## PROBLEM TO WORK ON
Filter this data down to the lines that hold "below", and copy them.

## PROVIDED DATA
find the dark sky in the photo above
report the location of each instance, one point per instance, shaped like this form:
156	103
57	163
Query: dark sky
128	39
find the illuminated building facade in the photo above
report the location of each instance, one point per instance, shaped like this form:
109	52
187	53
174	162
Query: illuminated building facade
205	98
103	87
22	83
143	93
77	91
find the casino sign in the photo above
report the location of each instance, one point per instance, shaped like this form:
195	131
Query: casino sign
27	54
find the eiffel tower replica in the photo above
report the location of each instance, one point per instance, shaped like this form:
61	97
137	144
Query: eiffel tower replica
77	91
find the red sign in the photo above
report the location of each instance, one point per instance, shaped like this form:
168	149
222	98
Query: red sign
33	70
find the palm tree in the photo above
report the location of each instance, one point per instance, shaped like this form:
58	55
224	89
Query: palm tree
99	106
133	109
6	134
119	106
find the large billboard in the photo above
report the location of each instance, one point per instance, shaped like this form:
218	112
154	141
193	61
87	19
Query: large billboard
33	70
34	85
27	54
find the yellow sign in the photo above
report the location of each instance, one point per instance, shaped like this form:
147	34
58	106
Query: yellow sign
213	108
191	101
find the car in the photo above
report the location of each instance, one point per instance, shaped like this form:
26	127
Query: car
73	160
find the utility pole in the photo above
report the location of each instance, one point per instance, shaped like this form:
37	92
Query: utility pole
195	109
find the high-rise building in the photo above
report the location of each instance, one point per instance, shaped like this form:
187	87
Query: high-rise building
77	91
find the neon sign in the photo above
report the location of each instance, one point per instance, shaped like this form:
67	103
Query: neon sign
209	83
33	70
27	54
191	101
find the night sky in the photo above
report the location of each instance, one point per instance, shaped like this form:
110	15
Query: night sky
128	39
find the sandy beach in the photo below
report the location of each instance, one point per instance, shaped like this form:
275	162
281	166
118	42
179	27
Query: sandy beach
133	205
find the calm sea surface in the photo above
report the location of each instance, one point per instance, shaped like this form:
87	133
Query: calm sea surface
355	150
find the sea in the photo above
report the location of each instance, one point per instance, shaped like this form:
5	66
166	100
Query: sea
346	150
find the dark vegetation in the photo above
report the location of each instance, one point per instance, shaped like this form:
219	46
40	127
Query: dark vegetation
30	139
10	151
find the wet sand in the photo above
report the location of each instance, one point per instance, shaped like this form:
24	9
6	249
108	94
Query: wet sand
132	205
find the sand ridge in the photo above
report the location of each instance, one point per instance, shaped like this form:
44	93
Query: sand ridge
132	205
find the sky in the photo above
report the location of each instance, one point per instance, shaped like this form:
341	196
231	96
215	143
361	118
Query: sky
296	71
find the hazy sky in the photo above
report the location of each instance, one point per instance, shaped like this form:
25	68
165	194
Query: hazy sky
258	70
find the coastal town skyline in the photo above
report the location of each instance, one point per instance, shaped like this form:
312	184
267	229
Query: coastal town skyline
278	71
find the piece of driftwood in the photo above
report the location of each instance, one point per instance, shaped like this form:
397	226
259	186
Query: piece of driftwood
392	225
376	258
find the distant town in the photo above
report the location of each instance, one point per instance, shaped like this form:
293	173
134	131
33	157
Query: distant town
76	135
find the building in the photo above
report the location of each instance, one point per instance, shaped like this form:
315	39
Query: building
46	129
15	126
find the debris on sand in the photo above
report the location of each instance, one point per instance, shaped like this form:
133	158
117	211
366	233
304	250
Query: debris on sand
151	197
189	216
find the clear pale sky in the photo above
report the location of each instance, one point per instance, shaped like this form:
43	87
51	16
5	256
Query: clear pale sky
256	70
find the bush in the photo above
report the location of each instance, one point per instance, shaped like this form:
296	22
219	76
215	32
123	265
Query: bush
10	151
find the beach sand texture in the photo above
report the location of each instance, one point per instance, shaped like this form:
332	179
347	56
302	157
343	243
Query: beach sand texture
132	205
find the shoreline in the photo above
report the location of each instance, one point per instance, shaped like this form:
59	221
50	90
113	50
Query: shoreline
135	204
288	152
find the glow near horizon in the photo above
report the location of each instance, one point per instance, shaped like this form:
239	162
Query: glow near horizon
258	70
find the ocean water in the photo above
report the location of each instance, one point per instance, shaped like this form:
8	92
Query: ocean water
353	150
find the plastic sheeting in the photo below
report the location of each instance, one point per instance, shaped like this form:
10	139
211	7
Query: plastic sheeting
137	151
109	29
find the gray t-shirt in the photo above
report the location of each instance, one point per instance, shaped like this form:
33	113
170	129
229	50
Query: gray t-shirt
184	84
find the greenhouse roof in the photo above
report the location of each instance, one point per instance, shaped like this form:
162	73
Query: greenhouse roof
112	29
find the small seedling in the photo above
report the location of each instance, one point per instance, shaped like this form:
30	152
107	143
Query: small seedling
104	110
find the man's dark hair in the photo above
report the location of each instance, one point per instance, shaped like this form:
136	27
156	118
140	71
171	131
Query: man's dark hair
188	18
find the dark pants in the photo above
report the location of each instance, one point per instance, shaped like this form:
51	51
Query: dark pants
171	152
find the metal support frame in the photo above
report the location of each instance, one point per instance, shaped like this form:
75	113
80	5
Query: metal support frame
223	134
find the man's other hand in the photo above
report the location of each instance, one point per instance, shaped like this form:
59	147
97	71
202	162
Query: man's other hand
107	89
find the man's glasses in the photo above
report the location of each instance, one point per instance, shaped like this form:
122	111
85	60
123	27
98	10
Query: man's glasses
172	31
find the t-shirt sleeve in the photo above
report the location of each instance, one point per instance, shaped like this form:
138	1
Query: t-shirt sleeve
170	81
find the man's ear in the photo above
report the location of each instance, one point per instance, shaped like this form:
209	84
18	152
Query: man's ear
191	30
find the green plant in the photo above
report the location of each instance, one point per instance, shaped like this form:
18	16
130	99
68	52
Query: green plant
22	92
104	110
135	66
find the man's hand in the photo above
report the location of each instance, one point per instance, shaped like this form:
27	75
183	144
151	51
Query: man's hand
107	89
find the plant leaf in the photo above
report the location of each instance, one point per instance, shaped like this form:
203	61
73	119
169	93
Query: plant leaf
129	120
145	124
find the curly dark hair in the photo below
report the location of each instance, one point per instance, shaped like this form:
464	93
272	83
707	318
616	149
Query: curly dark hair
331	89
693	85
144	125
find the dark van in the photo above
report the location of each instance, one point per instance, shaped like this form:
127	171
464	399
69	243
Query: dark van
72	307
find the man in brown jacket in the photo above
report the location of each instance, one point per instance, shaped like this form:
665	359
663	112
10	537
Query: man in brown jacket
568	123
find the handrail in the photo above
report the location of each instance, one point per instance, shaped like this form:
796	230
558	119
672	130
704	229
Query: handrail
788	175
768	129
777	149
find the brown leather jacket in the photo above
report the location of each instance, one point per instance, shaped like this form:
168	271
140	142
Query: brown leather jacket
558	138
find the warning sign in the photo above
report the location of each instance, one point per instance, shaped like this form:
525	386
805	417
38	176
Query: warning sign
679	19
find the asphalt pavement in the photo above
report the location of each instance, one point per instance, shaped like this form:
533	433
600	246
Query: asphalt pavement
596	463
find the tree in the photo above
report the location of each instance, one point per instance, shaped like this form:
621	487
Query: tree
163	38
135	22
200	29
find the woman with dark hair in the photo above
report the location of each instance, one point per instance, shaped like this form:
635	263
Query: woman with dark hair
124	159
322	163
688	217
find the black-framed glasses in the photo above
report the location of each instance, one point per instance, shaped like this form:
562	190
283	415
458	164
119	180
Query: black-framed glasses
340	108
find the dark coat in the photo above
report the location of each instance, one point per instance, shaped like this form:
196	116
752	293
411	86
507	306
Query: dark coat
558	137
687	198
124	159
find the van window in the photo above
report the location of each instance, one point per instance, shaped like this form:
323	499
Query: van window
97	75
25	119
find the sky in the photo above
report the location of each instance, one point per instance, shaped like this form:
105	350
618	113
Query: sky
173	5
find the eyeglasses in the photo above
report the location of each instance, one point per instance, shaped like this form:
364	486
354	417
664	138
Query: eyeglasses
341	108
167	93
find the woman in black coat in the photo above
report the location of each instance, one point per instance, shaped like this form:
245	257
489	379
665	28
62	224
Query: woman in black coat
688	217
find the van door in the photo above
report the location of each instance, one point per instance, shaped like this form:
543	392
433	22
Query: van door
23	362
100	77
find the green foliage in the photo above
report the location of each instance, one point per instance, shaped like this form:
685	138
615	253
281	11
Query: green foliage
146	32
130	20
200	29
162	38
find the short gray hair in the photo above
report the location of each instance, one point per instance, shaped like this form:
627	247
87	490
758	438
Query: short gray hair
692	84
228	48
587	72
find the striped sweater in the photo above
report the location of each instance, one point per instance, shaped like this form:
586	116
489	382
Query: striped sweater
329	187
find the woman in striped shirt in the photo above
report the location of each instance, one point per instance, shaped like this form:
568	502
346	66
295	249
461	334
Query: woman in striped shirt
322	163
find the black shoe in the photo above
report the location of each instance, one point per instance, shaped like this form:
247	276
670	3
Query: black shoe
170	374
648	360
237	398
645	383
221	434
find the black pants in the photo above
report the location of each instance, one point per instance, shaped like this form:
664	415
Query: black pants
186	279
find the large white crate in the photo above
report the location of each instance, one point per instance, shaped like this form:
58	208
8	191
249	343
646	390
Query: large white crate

## TASK SOLUTION
find the sandy beach in the photo below
find the plastic sheeting in the photo below
find the curly dark hair in the photo below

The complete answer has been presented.